Named object pointing entries
'''

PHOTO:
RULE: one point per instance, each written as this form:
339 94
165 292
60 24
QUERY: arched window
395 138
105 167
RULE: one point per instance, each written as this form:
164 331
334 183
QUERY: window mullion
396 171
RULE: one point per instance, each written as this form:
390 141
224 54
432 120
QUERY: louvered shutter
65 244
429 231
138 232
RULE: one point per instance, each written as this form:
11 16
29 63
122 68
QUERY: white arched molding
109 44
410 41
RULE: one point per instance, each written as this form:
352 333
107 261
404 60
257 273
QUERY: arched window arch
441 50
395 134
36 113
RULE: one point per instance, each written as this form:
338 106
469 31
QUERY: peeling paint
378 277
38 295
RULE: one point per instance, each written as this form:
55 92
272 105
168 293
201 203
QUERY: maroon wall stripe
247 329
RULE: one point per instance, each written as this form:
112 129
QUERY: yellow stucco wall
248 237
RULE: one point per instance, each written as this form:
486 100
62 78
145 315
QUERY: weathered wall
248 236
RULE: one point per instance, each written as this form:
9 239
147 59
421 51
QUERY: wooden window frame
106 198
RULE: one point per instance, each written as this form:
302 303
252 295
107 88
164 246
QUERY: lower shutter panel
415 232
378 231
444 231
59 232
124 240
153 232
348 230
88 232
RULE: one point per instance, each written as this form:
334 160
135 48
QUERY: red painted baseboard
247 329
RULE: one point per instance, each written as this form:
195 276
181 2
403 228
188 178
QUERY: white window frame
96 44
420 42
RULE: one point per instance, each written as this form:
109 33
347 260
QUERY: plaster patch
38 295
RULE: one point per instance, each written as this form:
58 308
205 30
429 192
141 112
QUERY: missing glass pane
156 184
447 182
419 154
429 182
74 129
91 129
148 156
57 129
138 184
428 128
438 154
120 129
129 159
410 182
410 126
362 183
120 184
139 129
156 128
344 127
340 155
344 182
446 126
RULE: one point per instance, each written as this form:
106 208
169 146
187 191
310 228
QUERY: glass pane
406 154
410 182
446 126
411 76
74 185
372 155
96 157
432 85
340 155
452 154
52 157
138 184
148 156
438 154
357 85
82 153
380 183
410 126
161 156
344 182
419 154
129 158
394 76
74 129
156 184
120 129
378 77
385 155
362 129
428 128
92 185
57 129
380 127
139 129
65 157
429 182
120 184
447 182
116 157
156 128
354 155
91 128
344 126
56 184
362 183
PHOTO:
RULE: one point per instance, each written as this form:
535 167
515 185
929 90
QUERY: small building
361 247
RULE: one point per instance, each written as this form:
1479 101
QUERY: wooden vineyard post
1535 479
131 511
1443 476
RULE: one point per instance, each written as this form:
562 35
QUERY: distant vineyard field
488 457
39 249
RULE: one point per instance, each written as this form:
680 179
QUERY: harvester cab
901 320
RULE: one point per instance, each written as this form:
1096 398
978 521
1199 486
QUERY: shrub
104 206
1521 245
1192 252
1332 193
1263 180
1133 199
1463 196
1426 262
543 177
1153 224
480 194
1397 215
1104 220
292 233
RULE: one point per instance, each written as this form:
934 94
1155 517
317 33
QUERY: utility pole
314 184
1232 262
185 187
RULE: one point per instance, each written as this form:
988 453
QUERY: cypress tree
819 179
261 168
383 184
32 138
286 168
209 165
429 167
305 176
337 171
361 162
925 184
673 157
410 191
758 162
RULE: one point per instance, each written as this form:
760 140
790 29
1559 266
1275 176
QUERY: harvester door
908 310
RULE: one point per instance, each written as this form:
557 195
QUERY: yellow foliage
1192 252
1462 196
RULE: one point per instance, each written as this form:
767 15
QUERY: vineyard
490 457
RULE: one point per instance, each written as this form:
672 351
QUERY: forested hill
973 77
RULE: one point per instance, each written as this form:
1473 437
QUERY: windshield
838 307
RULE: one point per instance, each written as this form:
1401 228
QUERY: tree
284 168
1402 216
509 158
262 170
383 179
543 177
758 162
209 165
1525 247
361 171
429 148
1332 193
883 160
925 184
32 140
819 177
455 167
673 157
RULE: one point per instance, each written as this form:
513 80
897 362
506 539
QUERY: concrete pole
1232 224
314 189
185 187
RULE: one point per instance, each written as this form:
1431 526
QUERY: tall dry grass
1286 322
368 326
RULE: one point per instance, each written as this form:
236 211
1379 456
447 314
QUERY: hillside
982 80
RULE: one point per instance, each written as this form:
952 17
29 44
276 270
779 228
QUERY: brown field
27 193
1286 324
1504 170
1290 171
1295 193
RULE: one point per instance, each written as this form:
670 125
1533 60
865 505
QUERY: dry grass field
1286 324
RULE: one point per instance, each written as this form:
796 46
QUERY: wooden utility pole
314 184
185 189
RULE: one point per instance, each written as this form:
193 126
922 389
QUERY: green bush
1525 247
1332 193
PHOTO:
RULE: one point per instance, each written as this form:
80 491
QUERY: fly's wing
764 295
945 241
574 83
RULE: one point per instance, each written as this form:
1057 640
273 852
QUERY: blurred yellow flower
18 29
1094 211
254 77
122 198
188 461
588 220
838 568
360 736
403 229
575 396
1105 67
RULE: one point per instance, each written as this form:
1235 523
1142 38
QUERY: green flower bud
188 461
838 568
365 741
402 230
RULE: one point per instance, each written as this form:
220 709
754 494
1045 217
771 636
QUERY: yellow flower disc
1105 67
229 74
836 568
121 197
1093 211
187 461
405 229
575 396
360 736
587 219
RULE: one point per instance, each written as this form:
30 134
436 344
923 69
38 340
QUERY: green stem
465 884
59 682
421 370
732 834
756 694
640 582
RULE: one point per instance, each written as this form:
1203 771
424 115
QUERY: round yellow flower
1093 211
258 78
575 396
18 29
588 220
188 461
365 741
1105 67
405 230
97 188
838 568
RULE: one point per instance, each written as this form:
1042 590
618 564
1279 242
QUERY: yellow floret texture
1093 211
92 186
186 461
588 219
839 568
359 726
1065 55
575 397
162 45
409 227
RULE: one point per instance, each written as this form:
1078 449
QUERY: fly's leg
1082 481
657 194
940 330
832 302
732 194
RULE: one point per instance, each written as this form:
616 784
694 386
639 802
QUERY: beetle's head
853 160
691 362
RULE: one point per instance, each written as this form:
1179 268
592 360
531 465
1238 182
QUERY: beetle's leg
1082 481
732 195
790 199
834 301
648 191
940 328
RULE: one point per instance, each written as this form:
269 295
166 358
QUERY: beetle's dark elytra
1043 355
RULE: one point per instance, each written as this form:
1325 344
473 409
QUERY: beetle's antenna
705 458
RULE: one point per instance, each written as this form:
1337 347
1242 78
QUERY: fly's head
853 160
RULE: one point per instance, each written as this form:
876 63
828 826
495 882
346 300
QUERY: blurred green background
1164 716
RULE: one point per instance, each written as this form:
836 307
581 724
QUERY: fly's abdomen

'''

• **Set problem**:
Gather every line in the entries above that contains the word "grass".

• **Result of the exercise**:
QUERY: tall dry grass
QUERY: dry grass field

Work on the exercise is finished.